• [Short problem]
Revise the Doctor Who write-up from "My first time" to "of promise ...", swapping "BBC site" for "BBC website".
-------- Source excerpt
Season 26, Story 1 (Overall Series Story #156)
My first time watching this story. Won't be able to say that too many times during this project. The process goes something like this: read the write-up on the BBC site; check to see if Sandifer or the A.V. Club have written it up; scan the tumblr gifs to see if anybody's had any fun with it; since it's a McCoy, hunt through google for a passionate defender to see if anybody has made a outsider argument that holds any sort of promise ...
This quick survey has me a bit nervous. While I'm delighted to see the Brigadier again, everything I'm reading makes me suspect this is one of those stories that tries to do too much with too many characters (transdimensional Arthurian mythology characters so, of course, The Doctor is/will be Merlin) while looking and sounding like crap that was cheap and dated when it was new and had no chance to age well. Sandifer's defense seems largely based on the fact the novelization does things the show couldn't get around too, but I'm not reading or reviewing the novel, so that's not going to be much help to me. The folks defending it are also the folks who rate "The Curse of Fenric" as a classic. I've tried to watch it twice and just didn't see it; quite the opposite, I found it unbearably tedious. However, I'm going to be going back and trying to approach that one with an open mind later, so maybe "Battlefield" will be the stepping stone that gets me over the hump on "Fenric"? It did, after all, take three tries before I could abide "Remembrance of the Daleks" (also written by Ben Aaronovitch, who penned this story) and actually became fond of it. Which means I've been broken down and am wearing the tinfoil hat that makes it possible for me to receive only the correct signals, or I was being too harsh and letting the awful production values distract from development of the mythology.
----------------
-------- Recorded information
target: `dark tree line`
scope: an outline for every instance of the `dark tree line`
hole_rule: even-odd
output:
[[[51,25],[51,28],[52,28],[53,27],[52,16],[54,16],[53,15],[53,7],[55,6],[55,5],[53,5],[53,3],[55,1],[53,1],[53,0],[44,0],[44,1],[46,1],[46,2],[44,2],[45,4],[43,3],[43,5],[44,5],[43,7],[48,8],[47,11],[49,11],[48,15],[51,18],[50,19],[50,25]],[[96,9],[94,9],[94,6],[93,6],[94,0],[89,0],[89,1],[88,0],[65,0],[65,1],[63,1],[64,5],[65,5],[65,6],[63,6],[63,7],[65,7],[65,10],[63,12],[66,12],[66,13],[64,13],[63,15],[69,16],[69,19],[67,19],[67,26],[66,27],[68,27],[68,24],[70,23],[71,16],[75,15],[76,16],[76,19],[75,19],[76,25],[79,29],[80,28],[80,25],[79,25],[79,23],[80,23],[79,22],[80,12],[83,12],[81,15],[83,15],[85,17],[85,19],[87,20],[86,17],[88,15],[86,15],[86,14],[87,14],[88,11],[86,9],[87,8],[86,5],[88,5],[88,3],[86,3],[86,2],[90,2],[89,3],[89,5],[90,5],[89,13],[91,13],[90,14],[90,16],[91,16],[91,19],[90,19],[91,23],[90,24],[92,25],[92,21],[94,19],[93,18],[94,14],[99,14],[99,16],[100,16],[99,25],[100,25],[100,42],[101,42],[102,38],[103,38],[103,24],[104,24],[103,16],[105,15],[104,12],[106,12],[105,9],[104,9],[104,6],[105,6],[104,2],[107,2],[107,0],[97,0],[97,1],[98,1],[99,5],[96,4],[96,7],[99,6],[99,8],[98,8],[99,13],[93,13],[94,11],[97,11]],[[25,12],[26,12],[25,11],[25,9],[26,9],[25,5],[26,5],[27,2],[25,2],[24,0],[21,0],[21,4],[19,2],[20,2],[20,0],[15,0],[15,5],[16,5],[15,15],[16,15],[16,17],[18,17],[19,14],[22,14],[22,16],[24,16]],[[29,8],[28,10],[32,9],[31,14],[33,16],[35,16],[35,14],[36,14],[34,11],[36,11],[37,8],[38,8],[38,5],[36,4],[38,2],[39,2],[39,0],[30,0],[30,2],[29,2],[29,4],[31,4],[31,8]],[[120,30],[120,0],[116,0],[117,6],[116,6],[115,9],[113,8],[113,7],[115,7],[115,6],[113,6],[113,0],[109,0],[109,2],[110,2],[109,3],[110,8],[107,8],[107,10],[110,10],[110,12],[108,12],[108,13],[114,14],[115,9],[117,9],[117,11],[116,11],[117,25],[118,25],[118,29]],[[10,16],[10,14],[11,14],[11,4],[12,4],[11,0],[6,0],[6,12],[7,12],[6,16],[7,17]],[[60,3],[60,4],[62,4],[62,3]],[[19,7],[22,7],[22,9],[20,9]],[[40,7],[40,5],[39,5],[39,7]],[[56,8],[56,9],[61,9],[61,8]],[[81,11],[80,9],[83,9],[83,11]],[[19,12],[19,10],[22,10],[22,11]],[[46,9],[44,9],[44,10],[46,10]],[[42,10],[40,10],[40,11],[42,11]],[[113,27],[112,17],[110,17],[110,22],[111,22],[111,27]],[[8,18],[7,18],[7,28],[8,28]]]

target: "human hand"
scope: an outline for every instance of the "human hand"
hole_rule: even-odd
----------------
• [Written solution]
My first time watching this story. Won't be able to say that too many times during this project. The process goes something like this: read the write-up on the BBC website; check to see if Sandifer or the A.V. Club have written it up; scan the tumblr gifs to see if anybody's had any fun with it; since it's a McCoy, hunt through google for a passionate defender to see if anybody has made a outsider argument that holds any sort of promise ...